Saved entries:
-- -- --

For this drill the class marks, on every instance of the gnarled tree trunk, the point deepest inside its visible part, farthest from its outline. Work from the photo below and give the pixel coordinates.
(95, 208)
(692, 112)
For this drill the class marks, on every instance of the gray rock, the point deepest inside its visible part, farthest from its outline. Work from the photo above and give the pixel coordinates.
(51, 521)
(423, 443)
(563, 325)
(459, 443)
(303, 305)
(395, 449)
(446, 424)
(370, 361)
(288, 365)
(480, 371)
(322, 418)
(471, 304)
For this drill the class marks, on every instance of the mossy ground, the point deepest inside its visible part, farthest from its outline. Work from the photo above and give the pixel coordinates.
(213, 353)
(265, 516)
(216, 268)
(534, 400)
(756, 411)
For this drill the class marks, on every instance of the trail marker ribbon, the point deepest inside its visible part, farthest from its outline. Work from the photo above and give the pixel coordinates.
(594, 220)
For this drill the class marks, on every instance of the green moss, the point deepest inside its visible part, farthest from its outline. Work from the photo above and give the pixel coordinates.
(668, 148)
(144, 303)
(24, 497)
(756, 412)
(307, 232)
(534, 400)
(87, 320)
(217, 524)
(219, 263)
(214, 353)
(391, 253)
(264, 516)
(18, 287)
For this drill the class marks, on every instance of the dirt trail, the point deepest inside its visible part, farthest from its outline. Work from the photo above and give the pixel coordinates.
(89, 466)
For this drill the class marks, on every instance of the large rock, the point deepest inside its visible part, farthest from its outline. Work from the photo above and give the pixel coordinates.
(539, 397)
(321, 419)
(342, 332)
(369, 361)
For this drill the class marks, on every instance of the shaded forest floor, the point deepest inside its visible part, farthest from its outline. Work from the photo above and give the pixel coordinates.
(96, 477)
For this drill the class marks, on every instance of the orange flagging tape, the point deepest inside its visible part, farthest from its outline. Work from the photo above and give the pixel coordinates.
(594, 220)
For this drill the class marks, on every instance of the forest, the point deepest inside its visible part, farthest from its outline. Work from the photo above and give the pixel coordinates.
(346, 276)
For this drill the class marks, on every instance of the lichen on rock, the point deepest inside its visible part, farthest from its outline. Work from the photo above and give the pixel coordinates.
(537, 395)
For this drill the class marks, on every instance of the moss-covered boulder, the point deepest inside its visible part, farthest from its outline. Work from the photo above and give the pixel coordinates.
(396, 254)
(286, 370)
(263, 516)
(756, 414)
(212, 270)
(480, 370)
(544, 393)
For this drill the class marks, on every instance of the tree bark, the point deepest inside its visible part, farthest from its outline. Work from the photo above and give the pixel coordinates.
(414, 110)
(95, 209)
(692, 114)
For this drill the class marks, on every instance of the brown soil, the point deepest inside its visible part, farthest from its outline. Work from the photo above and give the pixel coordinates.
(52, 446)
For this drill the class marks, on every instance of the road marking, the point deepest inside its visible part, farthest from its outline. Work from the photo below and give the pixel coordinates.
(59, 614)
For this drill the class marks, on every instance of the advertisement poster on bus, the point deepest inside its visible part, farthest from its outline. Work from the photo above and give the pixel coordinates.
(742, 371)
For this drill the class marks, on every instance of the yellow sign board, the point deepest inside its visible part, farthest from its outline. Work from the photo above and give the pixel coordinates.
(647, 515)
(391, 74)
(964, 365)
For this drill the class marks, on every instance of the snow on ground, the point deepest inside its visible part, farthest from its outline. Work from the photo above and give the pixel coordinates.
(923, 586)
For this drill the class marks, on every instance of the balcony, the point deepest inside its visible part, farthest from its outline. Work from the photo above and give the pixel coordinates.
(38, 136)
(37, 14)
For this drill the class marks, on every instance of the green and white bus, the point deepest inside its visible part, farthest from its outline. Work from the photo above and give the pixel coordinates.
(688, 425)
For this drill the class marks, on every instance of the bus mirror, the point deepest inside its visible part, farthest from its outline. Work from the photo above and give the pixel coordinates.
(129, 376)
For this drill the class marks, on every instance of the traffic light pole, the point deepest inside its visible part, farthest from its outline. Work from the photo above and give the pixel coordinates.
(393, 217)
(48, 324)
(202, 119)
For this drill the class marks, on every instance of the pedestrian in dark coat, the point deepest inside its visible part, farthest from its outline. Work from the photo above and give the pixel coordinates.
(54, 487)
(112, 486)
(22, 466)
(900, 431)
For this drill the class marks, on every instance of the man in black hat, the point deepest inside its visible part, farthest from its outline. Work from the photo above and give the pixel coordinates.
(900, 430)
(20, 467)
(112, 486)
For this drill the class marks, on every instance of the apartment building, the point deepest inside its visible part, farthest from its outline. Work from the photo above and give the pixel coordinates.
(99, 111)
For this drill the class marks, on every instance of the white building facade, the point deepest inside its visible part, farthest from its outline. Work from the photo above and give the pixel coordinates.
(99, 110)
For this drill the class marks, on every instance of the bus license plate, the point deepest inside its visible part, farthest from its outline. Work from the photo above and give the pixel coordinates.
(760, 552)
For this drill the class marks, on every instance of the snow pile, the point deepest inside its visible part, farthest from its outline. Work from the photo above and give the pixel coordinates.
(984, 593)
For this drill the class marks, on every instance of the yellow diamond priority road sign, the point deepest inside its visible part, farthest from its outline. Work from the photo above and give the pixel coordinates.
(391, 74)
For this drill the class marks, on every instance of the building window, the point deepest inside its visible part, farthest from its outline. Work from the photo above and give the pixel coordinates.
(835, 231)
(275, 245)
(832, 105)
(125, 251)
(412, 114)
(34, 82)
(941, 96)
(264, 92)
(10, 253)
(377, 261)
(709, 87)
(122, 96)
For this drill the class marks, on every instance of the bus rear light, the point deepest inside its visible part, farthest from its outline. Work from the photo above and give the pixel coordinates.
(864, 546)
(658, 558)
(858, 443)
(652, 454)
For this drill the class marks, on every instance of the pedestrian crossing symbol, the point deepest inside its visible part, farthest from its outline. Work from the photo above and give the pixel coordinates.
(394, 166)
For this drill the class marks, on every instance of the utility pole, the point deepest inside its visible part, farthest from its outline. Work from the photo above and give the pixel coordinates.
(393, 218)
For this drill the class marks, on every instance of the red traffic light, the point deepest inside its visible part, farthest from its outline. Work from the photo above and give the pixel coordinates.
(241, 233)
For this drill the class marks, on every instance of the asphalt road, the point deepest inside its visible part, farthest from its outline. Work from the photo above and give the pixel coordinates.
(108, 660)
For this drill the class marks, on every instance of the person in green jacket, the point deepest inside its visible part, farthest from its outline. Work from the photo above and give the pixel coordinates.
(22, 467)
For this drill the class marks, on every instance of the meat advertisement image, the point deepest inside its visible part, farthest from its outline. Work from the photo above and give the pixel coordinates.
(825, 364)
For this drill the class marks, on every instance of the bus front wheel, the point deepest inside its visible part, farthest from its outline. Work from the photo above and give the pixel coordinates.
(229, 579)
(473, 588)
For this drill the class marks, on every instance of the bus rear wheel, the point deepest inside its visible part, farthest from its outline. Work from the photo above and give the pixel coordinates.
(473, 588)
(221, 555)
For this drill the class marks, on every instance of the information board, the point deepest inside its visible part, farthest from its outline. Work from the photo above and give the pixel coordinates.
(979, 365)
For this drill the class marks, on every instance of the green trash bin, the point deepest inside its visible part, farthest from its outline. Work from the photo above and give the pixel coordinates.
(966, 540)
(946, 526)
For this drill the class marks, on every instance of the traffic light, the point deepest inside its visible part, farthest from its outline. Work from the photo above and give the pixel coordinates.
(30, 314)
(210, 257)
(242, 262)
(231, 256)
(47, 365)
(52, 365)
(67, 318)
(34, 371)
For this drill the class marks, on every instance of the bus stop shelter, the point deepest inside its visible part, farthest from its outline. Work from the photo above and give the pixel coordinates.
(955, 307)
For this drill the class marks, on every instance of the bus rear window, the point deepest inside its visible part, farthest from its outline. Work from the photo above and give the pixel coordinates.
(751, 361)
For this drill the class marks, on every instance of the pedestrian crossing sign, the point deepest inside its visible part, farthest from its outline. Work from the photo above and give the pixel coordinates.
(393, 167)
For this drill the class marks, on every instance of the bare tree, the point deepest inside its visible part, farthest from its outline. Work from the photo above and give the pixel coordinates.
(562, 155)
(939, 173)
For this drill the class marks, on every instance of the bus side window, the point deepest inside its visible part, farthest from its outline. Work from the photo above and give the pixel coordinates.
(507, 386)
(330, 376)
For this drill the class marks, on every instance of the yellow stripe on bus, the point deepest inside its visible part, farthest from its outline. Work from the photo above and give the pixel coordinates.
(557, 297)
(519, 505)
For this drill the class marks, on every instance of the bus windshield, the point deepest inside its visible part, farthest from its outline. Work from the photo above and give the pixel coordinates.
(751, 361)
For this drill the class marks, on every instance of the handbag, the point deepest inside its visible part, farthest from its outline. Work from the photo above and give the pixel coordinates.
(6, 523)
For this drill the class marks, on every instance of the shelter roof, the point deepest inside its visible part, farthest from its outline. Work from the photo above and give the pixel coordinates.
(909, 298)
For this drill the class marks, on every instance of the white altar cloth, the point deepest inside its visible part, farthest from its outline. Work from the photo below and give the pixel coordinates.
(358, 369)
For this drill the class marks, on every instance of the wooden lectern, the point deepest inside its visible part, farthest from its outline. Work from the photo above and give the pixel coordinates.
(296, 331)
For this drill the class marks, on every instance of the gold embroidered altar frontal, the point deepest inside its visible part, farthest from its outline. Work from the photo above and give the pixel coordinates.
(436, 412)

-- -- --

■ **GOAL OF THE EXERCISE**: The expected output is the lines from the one holding "the white altar" through the last line of the data, exactly as they appear, with nothing before or after.

■ **OUTPUT OF THE EXERCISE**:
For this drill the class marks, on every instance of the white altar cloth, the point deepest inside its visible part, farthest from its outline. Work from the photo below and give the pixel coordinates.
(358, 369)
For this drill the class marks, on every instance of the wooden lectern, the point deepest inside its visible part, farthest from its outline. Work from the photo above and give the pixel coordinates.
(296, 331)
For this drill the class marks, on every instance of the gold embroidered altar frontal, the point deepest inside its visible part, farthest from its outline. Work from the photo above and give the pixel coordinates.
(436, 412)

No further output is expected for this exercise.